* **DOCUMENT SECTION**:
════════

Sunday, December 24, 2006

$6 Million Dollar Man

I dedicate this post to that once bronzed character of fame: Steve Austin.
As the New Year is on our front porch and knocking fiercely, we all have the opportunity to create new goals for ourselves. While looking in my journal today at church (I know, GREAT usage of time!), I realized that I only fished 19 creeks/lakes/rivers the WHOLE year! This makes 2006 an all-time low. At any other time and in any other circumstance, this would make me sad. This year, I'm happy that I didn't branch out as much geographically whilst waving a fly stick and in the pursuit of besting large salmonids. I hunkered down and learned so much from my education, and I wouldn't trade that for 300 days of amazing fishing.
So besides the obvious goal of exploring more rivers now that I have a marketable trade while paying back my college loans, I am fixin' to create a reachable fitness goal: To get a 6 pack and decrease my body fat percentage.

I am a 6'5 195 lb 31 year old man. I believe my body fat % to be around 18%. I am focusing on dropping that fat and turning it into muscle. In fact, I would like to weigh about 210 by June of 2007. I believe that through a simple plan of hitting the gym 4 times a week, tackling the ever difficult "Herschel Walker workout" (300 pushups, 300 situps in 30 minutes) and running and swimming beyond my heart's desire will help me feel success. At that point that I can look into the mirror in 6 months and imagine the narrator from the 70's action series and hear him say: "Gentlemen, we can rebuild him. Better than he was before. Better…stronger…faster.”

════════

* **EXERCISE REQUIREMENTS**:
1 > Write out the passage of the blog post from "As the New Year" to "body fat percentage.", inclusive.
2 > In the blog post, how many creeks, lakes, and rivers does the writer say were fished during the whole year?

════════

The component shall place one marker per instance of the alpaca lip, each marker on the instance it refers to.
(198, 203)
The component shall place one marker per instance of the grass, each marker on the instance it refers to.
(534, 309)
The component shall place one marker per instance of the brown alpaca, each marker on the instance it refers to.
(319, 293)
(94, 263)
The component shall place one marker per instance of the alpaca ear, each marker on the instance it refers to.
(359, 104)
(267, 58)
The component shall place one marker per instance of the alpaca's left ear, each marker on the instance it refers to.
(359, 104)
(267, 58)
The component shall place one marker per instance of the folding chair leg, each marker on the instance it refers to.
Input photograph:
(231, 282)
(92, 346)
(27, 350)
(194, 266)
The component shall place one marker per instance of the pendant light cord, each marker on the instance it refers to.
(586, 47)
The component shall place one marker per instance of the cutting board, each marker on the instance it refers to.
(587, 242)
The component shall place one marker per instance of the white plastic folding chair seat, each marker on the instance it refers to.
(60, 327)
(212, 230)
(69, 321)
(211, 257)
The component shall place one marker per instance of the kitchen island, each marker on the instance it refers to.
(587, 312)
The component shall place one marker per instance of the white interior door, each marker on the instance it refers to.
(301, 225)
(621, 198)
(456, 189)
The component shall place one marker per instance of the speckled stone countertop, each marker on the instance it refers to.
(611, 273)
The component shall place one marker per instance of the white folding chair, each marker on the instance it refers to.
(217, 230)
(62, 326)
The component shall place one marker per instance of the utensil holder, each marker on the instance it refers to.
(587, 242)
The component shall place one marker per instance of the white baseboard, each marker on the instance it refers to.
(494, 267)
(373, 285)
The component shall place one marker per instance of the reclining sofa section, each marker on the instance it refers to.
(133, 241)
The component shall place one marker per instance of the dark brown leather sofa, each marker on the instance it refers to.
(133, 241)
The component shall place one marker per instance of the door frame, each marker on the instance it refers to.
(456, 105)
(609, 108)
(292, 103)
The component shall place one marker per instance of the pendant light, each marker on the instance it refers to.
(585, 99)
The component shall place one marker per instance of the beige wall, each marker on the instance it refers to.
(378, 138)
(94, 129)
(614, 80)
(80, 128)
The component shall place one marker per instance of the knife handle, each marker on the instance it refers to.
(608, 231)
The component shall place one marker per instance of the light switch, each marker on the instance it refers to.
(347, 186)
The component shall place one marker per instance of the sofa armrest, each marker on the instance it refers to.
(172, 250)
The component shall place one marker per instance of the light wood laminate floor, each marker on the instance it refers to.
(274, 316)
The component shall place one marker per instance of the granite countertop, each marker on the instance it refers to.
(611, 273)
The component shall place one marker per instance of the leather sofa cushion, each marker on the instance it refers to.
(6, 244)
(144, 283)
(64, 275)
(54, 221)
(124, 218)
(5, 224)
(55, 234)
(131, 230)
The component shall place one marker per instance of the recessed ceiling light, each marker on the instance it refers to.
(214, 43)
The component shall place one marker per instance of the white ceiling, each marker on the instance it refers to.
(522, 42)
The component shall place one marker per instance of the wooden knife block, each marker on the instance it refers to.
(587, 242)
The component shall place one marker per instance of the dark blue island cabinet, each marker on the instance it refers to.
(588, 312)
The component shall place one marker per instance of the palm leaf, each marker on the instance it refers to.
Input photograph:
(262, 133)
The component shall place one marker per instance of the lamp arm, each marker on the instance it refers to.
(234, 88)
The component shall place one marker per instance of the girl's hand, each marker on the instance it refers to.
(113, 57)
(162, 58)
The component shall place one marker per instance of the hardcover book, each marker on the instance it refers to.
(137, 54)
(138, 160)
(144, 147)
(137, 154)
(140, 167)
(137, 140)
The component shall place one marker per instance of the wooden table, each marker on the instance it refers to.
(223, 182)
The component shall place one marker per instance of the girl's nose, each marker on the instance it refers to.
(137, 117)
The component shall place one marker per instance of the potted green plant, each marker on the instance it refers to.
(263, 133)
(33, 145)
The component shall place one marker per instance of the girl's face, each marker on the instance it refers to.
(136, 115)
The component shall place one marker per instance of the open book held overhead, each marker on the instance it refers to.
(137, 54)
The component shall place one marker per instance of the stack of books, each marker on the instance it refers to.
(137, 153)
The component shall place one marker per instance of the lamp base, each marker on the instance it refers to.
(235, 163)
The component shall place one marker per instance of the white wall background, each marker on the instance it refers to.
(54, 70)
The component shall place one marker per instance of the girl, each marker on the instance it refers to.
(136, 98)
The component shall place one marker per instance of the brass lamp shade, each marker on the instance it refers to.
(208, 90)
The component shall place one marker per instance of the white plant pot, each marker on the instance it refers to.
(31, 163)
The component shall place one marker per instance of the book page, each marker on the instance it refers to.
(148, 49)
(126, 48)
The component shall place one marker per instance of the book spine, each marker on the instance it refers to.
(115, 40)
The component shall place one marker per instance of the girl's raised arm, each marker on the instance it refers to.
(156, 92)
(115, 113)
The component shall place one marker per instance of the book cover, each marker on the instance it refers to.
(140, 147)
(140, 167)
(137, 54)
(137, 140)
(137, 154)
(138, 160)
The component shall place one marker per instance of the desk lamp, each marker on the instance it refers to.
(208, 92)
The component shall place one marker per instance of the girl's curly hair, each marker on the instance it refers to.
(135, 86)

════════

* **OUTPUTS BY TASK**:
1 >
As the New Year is on our front porch and knocking fiercely, we all have the opportunity to create new goals for ourselves. While looking in my journal today at church (I know, GREAT usage of time!), I realized that I only fished 19 creeks/lakes/rivers the WHOLE year! This makes 2006 an all-time low. At any other time and in any other circumstance, this would make me sad. This year, I'm happy that I didn't branch out as much geographically whilst waving a fly stick and in the pursuit of besting large salmonids. I hunkered down and learned so much from my education, and I wouldn't trade that for 300 days of amazing fishing.
So besides the obvious goal of exploring more rivers now that I have a marketable trade while paying back my college loans, I am fixin' to create a reachable fitness goal: To get a 6 pack and decrease my body fat percentage.

2 > 19